## start THE INPUT

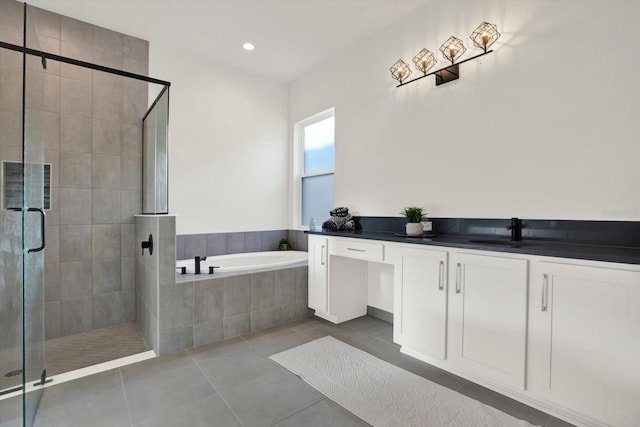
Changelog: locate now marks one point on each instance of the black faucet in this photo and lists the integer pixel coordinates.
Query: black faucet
(197, 260)
(516, 229)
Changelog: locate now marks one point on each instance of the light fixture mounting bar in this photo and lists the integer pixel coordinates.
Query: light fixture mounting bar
(451, 70)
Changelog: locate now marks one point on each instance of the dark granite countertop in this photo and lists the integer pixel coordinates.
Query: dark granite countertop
(619, 254)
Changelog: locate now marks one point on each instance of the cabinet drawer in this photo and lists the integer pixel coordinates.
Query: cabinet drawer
(357, 249)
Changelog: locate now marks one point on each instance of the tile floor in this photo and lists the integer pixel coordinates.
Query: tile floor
(89, 348)
(233, 383)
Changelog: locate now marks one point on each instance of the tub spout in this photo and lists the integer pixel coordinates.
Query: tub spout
(197, 263)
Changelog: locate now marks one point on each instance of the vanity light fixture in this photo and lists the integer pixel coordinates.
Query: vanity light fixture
(483, 37)
(424, 60)
(452, 49)
(400, 70)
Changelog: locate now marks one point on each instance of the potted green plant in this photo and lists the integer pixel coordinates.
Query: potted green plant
(284, 245)
(414, 217)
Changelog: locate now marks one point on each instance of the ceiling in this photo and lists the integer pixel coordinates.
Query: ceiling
(291, 36)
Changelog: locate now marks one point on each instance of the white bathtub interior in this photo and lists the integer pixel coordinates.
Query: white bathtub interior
(244, 261)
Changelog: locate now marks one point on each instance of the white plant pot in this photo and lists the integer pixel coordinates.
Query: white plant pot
(415, 229)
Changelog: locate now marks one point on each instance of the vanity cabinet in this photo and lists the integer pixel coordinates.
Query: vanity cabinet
(488, 317)
(318, 275)
(585, 339)
(560, 334)
(420, 300)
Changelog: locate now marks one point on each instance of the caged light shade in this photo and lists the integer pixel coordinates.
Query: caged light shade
(485, 35)
(400, 70)
(424, 60)
(452, 49)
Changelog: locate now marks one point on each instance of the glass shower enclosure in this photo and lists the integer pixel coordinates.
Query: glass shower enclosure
(25, 186)
(22, 218)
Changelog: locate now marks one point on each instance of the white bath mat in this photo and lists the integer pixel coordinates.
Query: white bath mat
(383, 394)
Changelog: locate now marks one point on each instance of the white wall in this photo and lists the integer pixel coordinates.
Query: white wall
(545, 127)
(228, 164)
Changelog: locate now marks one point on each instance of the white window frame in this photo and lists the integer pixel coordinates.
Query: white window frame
(298, 165)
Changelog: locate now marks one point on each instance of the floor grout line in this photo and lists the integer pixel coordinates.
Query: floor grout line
(126, 400)
(215, 389)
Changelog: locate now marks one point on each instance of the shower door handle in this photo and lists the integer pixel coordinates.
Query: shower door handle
(42, 244)
(41, 212)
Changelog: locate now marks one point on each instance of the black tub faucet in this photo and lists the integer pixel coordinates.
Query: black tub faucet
(197, 261)
(516, 229)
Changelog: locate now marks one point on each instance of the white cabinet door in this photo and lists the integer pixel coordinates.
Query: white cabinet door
(488, 317)
(318, 285)
(585, 335)
(420, 312)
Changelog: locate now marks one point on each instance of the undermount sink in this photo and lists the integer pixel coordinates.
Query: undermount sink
(503, 243)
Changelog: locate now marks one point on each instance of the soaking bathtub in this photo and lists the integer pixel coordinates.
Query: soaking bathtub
(245, 261)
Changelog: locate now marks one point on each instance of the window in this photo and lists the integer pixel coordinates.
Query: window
(315, 164)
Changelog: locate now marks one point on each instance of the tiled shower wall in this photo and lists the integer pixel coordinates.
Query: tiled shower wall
(93, 138)
(191, 245)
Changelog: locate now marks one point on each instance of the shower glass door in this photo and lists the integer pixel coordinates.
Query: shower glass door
(35, 107)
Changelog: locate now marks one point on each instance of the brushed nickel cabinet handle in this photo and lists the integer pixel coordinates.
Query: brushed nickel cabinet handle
(545, 293)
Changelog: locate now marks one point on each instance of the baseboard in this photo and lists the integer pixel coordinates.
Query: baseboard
(380, 314)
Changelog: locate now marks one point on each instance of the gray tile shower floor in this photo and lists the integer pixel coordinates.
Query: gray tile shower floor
(233, 383)
(77, 351)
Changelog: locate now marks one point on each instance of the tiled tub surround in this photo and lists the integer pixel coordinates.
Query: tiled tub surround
(176, 312)
(225, 305)
(191, 245)
(92, 136)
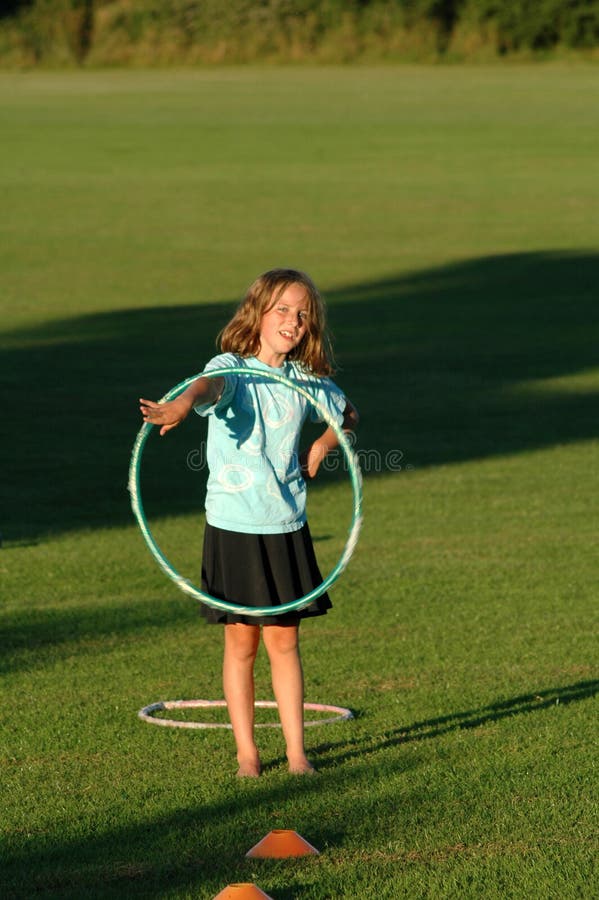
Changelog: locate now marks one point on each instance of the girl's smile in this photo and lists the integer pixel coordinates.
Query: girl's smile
(283, 326)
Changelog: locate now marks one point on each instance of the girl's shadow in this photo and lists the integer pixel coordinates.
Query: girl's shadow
(473, 718)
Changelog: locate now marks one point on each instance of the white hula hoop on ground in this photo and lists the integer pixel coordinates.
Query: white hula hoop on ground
(341, 714)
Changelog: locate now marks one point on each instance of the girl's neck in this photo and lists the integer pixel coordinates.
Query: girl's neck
(270, 358)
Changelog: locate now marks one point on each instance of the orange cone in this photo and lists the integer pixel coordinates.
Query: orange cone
(242, 892)
(281, 843)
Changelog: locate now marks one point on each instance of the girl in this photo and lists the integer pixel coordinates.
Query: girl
(257, 545)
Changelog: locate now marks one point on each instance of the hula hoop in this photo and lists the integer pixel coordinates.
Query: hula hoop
(341, 713)
(183, 583)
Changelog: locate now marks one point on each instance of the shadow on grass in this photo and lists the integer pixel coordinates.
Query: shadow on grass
(211, 839)
(444, 366)
(31, 634)
(473, 718)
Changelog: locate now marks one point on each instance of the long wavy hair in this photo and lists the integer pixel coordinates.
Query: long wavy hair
(314, 353)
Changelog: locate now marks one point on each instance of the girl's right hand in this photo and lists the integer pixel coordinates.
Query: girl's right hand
(168, 415)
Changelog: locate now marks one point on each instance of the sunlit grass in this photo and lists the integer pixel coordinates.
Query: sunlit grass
(436, 210)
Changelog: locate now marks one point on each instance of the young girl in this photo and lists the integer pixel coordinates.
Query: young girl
(257, 545)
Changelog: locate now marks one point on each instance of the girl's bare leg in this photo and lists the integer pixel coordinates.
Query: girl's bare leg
(241, 646)
(282, 645)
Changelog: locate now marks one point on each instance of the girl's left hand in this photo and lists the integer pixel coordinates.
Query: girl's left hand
(311, 459)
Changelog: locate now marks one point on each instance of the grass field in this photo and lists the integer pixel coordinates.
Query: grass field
(450, 217)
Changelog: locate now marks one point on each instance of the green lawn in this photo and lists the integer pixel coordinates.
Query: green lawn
(450, 217)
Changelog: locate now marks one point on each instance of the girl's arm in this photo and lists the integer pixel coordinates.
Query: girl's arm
(311, 458)
(173, 412)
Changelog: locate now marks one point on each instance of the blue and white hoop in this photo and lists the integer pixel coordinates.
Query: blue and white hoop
(183, 583)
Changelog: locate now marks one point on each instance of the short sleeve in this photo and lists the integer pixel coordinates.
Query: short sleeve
(332, 398)
(222, 361)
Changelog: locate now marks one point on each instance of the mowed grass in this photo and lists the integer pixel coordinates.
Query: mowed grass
(449, 216)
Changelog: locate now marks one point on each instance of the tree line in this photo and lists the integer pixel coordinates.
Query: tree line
(211, 31)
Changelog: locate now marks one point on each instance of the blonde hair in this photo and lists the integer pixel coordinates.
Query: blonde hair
(242, 335)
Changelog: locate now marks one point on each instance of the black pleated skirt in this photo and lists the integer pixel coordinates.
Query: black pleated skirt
(260, 570)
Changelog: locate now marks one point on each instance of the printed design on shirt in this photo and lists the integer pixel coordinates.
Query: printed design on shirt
(286, 461)
(234, 478)
(277, 411)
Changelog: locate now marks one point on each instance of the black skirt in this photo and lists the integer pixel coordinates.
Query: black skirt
(260, 570)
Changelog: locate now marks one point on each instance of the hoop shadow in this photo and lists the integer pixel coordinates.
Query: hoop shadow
(428, 729)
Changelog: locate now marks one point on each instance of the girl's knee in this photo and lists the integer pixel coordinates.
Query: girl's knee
(281, 638)
(241, 641)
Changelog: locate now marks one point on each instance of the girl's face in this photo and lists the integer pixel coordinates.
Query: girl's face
(283, 325)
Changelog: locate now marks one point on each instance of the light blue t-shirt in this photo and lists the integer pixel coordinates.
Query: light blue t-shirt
(255, 484)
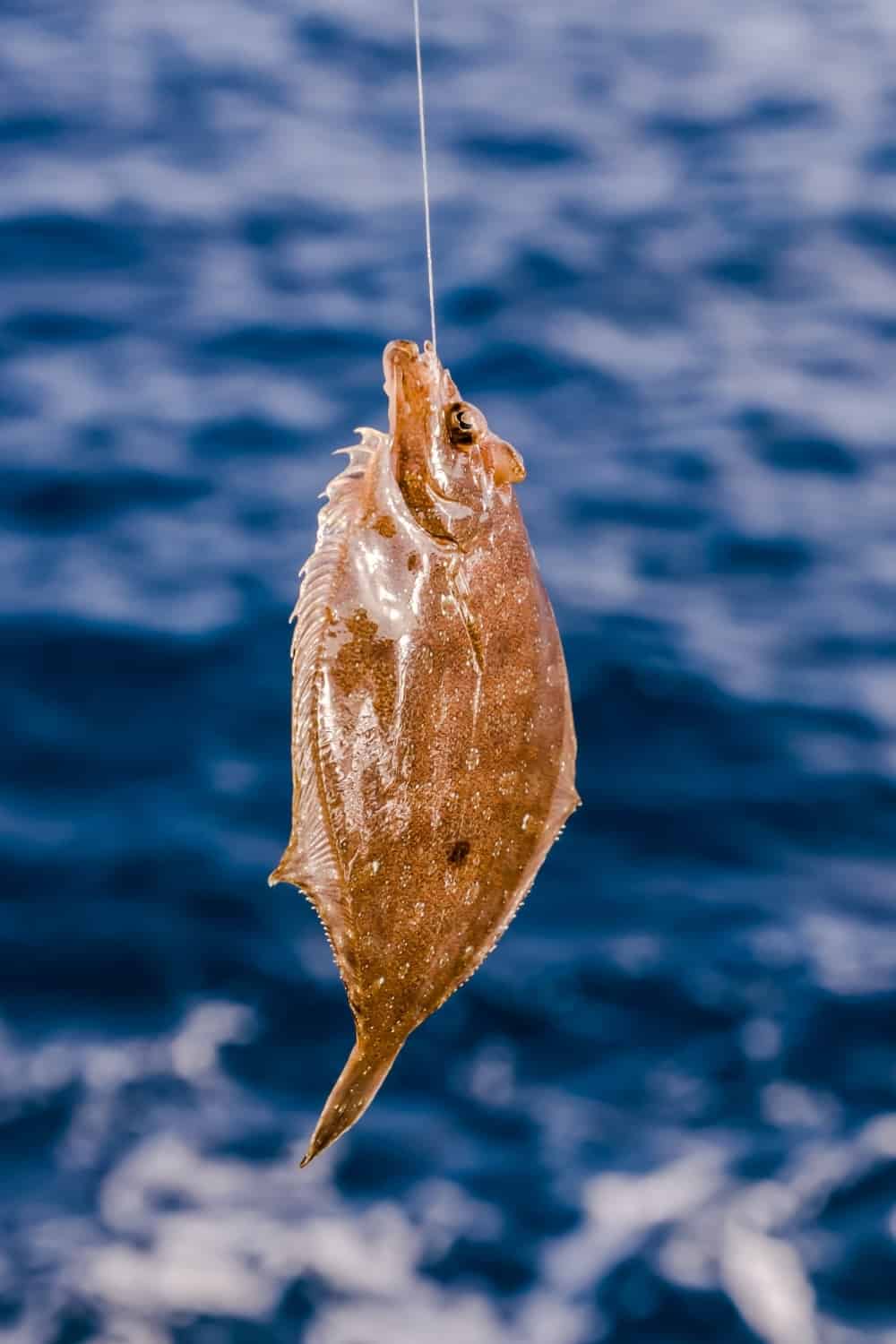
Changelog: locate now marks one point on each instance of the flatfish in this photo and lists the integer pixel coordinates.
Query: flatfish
(432, 736)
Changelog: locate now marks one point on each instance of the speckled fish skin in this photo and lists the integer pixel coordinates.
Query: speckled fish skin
(433, 741)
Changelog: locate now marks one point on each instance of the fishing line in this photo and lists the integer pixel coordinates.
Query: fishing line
(426, 172)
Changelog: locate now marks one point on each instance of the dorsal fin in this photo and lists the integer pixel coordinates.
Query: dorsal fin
(309, 860)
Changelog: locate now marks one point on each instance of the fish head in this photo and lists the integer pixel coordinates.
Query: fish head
(450, 468)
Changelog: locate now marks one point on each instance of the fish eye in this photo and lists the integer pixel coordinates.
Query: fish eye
(465, 424)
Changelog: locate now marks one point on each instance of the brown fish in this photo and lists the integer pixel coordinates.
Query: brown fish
(433, 741)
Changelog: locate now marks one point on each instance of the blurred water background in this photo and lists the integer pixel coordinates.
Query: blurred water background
(665, 242)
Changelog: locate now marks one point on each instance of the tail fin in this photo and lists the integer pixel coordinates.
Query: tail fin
(355, 1089)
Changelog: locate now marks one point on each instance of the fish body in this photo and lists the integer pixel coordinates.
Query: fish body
(433, 742)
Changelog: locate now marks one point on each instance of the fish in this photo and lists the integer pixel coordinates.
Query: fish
(433, 745)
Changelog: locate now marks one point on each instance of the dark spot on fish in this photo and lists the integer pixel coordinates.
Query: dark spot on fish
(367, 663)
(384, 526)
(458, 851)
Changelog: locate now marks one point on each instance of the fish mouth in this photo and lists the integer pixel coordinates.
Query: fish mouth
(411, 382)
(398, 358)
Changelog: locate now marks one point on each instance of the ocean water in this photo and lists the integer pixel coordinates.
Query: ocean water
(664, 1112)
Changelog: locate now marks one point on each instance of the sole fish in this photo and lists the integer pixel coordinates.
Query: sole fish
(432, 736)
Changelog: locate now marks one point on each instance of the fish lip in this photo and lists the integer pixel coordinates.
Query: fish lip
(397, 352)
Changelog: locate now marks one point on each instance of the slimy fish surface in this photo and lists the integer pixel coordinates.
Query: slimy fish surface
(432, 739)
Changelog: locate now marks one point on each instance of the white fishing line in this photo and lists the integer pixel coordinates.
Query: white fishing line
(426, 171)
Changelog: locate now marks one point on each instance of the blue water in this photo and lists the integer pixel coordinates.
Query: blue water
(665, 244)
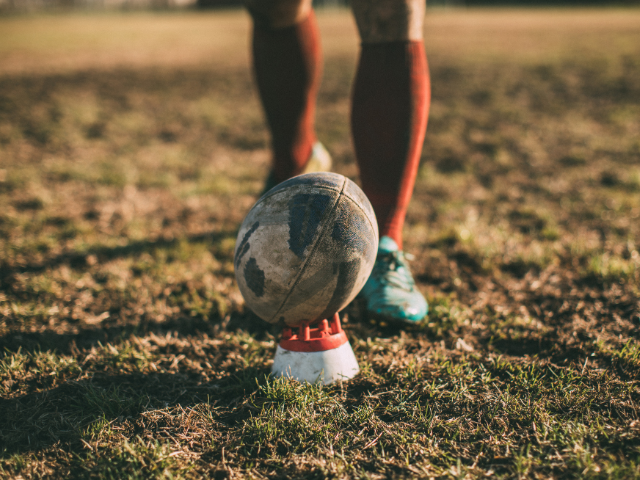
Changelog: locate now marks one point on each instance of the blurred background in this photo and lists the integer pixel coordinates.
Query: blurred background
(9, 6)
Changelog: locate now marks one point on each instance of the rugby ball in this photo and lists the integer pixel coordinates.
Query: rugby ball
(306, 248)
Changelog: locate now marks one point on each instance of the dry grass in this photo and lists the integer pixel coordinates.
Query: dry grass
(131, 147)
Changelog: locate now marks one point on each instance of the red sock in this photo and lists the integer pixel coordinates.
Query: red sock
(391, 97)
(288, 64)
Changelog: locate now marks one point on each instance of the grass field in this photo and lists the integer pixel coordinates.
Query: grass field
(131, 147)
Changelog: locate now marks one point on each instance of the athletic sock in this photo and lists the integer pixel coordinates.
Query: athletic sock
(287, 65)
(391, 97)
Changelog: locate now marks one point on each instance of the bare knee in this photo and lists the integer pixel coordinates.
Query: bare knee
(389, 20)
(278, 13)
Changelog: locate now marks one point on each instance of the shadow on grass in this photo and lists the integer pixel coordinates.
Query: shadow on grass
(75, 411)
(90, 335)
(78, 260)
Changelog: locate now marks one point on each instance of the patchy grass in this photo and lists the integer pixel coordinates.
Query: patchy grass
(126, 350)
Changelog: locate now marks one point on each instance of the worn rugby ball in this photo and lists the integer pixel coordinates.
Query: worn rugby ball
(306, 248)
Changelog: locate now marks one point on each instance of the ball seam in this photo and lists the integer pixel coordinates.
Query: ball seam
(313, 248)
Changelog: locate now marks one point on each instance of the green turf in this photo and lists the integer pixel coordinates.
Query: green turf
(126, 349)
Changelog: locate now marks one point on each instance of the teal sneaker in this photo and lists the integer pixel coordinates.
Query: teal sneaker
(319, 161)
(390, 291)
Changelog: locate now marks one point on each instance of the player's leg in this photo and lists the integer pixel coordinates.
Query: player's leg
(390, 108)
(287, 66)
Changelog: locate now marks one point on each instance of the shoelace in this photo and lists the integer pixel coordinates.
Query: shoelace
(392, 269)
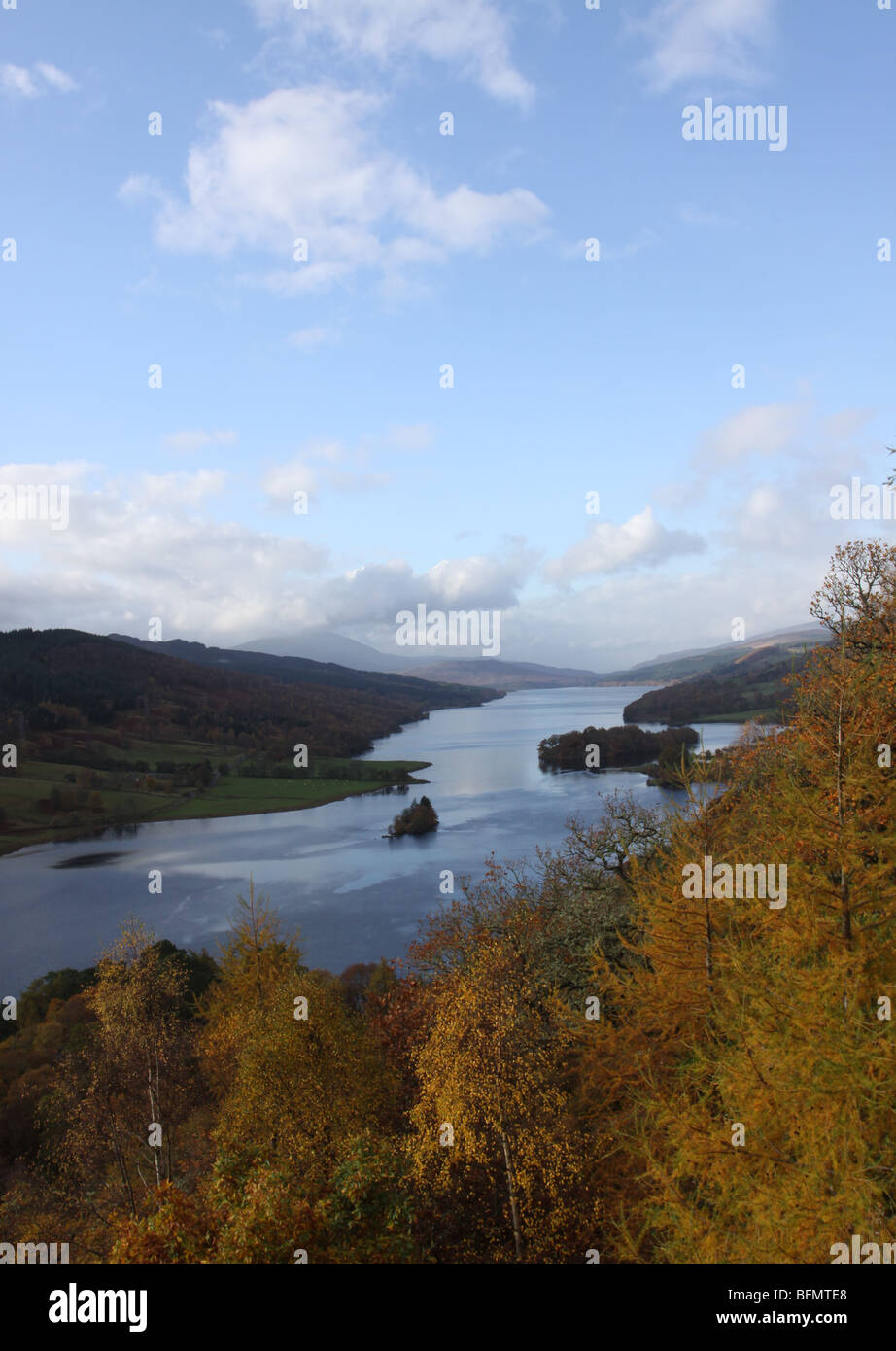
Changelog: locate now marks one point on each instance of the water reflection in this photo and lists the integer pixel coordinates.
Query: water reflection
(355, 894)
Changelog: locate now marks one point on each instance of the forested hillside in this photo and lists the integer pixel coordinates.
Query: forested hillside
(113, 733)
(753, 685)
(585, 1056)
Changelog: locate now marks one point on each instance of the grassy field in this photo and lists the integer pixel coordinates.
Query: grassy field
(92, 800)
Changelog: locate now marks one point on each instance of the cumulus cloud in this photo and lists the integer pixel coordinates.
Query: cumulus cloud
(144, 547)
(609, 547)
(310, 338)
(305, 165)
(692, 40)
(23, 83)
(760, 430)
(473, 37)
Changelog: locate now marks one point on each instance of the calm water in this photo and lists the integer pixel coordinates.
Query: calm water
(353, 894)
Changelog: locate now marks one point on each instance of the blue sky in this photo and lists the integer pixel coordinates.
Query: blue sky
(425, 249)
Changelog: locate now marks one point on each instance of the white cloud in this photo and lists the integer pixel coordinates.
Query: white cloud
(702, 40)
(17, 80)
(304, 163)
(760, 430)
(55, 77)
(609, 547)
(310, 338)
(182, 489)
(190, 440)
(414, 436)
(28, 84)
(470, 35)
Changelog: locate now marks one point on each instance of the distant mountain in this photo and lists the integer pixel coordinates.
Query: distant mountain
(673, 666)
(322, 644)
(753, 685)
(492, 673)
(303, 671)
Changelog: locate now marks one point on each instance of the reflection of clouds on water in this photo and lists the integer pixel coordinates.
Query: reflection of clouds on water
(353, 896)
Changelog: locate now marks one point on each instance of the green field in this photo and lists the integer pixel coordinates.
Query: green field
(101, 799)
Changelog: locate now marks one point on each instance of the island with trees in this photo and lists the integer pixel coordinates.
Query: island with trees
(612, 747)
(418, 819)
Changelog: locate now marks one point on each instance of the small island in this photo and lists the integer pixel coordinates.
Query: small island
(611, 747)
(417, 819)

## end THE INPUT

Exactly reproduce the lines from the one containing "the green field" through the end of the records, and only those lines.

Changelog: locate now marks one point on each instance of the green field in this photo and lists the integer pixel coordinates.
Query: green field
(101, 799)
Changelog: locate now marks one point on each instance of the island with trees in this photo and lists the integer pixel coordinates.
Query: island with trees
(612, 747)
(418, 819)
Changelog: locate now marks one point on each instance of the small island in this photo and lists the integer pixel coordinates.
Query: small island
(611, 747)
(417, 819)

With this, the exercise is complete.